======== Material ========

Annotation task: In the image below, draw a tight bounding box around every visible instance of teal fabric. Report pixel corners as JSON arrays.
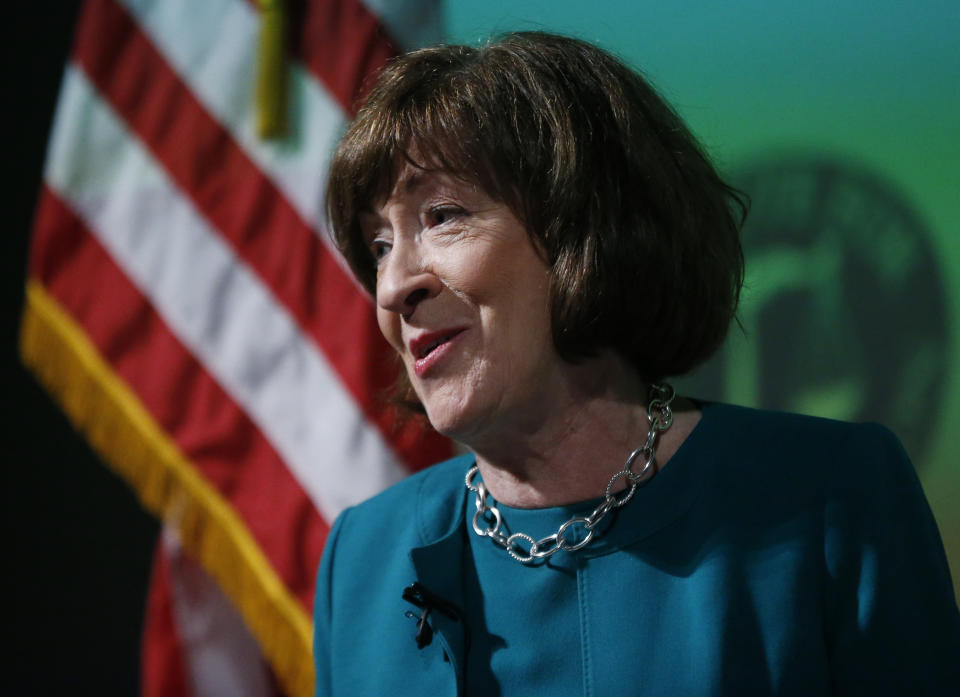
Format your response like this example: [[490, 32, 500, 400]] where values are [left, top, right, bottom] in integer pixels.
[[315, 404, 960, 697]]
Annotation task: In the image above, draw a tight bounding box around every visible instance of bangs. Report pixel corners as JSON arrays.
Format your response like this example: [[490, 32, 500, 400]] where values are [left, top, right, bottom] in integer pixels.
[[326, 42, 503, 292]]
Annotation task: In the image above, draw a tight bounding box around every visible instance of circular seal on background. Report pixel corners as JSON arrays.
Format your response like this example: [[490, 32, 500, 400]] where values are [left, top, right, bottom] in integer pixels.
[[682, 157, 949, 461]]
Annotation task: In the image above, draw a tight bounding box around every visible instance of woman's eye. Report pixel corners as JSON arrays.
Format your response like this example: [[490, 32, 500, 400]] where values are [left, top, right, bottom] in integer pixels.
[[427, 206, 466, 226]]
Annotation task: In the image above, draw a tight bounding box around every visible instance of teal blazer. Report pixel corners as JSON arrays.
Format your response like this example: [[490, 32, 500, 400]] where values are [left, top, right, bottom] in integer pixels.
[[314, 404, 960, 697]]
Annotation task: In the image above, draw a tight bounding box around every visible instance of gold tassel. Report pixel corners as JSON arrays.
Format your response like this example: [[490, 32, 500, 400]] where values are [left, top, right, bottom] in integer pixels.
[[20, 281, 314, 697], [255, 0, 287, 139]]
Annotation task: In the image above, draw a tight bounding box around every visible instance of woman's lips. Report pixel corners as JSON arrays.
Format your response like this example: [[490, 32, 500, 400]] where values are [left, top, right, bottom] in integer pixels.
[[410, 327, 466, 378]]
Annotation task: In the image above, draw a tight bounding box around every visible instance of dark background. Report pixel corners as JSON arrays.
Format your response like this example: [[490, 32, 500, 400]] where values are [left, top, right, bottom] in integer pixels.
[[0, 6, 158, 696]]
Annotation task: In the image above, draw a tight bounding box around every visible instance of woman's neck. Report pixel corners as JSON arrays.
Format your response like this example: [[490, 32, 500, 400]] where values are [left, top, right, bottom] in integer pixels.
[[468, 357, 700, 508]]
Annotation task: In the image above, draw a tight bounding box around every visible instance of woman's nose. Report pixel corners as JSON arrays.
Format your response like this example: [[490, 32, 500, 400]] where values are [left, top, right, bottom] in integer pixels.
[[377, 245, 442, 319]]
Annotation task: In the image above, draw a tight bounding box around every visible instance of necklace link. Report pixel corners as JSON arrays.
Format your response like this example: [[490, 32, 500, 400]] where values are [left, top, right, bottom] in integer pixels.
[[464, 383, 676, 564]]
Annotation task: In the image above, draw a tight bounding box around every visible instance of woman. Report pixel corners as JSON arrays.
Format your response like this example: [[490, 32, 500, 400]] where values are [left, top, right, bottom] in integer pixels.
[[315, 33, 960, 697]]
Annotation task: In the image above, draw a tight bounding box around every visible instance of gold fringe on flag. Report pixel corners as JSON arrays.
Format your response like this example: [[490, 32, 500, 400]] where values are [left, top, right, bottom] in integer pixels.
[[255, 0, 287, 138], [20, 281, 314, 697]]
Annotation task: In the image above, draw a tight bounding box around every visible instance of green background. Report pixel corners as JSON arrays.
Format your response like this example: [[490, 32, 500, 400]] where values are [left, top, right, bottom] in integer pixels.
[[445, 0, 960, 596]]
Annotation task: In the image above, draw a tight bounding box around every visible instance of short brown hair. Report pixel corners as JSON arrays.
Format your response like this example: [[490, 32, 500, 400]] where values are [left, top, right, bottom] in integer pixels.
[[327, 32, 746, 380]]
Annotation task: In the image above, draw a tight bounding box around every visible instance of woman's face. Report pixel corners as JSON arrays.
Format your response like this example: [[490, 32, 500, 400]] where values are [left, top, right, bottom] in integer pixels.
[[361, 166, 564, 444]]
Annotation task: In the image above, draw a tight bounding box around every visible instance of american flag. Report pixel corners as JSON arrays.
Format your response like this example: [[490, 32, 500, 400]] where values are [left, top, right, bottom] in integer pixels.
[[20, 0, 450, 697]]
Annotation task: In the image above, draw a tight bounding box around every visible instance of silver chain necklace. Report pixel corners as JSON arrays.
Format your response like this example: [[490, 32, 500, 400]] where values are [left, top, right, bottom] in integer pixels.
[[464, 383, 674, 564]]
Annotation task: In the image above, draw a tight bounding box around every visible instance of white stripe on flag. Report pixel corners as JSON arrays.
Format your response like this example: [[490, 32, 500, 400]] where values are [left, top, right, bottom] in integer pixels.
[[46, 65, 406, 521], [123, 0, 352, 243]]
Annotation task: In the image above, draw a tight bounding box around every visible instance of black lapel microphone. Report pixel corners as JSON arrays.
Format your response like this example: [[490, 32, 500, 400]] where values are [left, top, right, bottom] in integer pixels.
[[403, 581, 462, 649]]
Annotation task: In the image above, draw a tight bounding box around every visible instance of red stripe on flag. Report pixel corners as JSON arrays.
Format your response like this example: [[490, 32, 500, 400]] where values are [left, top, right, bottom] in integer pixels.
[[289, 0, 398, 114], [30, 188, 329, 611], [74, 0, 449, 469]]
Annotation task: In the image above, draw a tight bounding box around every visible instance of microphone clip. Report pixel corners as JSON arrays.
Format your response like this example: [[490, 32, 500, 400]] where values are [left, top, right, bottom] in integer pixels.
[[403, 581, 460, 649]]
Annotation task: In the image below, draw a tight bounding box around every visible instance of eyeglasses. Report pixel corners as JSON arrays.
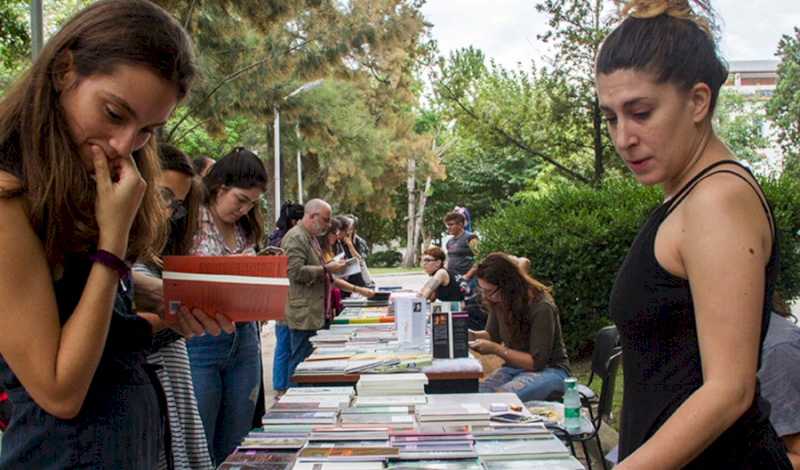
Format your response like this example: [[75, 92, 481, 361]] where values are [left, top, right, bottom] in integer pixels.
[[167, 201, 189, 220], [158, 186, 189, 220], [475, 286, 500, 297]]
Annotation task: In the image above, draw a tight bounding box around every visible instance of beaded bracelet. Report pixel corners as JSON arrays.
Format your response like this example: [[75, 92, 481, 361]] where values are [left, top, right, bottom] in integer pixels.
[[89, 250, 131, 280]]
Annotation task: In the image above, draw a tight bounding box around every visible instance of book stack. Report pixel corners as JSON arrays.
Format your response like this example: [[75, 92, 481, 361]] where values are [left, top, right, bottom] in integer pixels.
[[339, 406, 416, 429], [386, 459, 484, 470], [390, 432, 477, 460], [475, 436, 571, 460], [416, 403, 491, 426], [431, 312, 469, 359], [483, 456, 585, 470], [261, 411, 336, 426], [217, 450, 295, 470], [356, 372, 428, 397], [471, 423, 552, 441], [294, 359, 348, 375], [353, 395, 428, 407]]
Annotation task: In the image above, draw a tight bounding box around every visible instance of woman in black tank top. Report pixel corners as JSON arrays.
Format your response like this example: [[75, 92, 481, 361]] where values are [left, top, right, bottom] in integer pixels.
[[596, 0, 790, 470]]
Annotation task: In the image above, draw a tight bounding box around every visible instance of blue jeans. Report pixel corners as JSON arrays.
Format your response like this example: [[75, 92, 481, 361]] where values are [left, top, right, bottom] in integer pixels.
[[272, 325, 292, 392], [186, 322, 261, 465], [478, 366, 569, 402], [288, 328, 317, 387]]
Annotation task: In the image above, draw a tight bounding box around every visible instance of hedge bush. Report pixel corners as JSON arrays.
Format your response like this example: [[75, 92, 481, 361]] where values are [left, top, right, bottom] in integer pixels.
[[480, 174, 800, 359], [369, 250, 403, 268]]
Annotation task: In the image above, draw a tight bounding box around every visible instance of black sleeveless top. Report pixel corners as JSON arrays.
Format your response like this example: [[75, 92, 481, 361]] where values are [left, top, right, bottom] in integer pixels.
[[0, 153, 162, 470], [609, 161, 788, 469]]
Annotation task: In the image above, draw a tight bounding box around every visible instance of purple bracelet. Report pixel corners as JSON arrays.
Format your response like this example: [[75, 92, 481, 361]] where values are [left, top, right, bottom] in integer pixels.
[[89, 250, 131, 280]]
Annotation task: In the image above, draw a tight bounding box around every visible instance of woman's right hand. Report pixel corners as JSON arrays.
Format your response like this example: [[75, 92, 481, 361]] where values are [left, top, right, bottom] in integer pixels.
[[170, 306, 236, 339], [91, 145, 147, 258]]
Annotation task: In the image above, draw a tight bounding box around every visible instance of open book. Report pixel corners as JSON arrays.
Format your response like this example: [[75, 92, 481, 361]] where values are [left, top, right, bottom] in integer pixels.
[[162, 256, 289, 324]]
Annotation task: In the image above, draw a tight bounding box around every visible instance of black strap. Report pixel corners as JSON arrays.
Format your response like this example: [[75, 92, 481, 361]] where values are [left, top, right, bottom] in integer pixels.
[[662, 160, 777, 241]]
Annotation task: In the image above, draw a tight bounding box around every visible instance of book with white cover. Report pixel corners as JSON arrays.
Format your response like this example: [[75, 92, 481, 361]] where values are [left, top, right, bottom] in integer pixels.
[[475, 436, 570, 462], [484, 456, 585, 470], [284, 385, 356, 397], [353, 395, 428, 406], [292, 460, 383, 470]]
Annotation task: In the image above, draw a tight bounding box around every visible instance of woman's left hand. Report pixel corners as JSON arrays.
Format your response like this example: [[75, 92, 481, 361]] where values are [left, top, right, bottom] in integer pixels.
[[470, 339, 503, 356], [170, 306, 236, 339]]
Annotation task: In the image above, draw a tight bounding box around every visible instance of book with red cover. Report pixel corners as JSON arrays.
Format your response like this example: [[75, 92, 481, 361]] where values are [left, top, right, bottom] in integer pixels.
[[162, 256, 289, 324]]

========

**Directions:** Copy out the part of the records that opens with the line containing "left hand. Report pixel corners as JSON arrays." and closes with the last line of the records, word for word and with both ends included.

**Finished task:**
Annotation task: In the image above, draw a tight bounding box around every visible instance of woman's left hand. Report pixel corners as JSON arrays.
Format your response like this example: [[75, 92, 481, 361]] where values are [left, top, right, bottom] in integer pixels.
[[470, 339, 503, 356], [170, 306, 236, 339]]
Annotation task: In the image above, draw a tight bounding box around every visible instance of book with red cover. Report pixel corners as JSON arrays.
Format your response like this example: [[75, 92, 481, 361]] where values are [left, top, right, bottom] in integer pixels.
[[162, 256, 289, 324]]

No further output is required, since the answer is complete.